## GOAL OF THE EXERCISE
As you look over the data below, please find each line where the word "flower" appears, then copy it.

## DATASET
* * *
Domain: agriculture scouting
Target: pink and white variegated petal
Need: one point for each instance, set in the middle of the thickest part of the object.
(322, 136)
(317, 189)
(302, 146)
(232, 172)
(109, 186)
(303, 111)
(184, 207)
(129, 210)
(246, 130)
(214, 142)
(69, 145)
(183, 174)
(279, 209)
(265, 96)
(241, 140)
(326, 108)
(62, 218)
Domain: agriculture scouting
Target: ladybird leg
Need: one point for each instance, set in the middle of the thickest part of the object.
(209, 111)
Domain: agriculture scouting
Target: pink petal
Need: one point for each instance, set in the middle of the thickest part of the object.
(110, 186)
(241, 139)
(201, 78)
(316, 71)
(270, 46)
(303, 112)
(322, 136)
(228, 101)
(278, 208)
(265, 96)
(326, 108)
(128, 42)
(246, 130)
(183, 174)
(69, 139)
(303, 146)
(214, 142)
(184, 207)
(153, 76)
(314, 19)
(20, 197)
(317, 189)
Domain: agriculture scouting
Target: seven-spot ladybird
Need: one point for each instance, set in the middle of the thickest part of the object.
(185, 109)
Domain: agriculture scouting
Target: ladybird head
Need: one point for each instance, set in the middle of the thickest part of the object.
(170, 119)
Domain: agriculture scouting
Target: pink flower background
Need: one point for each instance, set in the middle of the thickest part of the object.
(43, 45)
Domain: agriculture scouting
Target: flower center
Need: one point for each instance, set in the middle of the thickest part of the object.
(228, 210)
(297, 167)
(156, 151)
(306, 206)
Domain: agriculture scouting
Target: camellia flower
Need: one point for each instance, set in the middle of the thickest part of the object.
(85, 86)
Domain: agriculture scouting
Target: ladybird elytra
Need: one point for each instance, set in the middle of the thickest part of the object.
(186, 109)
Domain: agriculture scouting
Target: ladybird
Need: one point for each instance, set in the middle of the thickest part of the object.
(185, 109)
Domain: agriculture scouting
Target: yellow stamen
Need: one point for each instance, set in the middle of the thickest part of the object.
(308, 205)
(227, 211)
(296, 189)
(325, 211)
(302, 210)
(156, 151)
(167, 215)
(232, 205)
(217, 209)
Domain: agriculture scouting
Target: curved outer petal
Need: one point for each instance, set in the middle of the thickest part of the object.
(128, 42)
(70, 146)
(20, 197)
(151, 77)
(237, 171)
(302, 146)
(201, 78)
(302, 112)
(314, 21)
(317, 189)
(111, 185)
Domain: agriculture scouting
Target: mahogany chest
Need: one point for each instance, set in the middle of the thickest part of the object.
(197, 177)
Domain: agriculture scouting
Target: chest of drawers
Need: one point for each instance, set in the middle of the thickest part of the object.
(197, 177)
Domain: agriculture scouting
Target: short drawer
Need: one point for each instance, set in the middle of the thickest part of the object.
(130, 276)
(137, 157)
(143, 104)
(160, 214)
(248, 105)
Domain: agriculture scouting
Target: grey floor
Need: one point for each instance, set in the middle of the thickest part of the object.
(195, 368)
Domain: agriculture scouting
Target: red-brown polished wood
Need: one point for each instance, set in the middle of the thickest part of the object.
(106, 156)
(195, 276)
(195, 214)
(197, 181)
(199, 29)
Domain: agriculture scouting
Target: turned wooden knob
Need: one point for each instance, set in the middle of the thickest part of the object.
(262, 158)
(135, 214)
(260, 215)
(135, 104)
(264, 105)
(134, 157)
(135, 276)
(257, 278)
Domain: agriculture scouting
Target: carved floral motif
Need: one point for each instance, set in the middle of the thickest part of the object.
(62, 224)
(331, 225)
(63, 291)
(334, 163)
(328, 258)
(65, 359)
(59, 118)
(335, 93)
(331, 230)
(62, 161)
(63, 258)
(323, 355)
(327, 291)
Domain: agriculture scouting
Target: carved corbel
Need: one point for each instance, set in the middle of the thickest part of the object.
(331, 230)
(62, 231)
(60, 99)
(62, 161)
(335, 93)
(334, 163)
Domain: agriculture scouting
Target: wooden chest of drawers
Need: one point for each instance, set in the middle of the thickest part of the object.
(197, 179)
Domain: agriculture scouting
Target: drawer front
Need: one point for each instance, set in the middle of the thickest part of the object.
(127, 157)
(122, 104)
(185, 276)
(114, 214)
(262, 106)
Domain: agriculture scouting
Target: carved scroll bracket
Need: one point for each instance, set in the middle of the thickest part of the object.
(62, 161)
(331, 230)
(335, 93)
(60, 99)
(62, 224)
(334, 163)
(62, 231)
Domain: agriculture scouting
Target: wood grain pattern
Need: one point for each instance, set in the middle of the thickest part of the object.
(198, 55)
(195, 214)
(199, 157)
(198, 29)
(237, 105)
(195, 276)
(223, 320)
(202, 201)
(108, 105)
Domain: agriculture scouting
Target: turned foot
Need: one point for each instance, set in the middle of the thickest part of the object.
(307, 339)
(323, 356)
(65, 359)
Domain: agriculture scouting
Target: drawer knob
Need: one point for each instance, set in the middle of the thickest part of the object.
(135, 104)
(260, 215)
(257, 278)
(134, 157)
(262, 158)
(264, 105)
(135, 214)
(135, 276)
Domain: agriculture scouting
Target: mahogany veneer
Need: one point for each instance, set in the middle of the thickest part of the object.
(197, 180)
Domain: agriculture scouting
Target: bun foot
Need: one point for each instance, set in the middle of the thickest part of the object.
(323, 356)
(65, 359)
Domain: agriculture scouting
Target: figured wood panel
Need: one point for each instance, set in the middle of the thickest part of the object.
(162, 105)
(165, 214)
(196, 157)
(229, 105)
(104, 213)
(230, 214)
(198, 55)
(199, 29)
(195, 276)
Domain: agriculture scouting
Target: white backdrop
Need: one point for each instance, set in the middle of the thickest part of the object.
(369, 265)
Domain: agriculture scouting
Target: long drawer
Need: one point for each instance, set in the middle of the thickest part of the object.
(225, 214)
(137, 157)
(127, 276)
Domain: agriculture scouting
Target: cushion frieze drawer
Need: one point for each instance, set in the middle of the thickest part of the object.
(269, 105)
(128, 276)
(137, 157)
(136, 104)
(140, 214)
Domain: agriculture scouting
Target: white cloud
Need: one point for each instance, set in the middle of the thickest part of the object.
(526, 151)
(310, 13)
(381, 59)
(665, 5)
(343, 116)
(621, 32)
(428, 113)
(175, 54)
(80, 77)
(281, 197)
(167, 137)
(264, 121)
* * *
## RESPONSE TO THE TASK
Target: pink flower background
Target: flower center
Target: camellia flower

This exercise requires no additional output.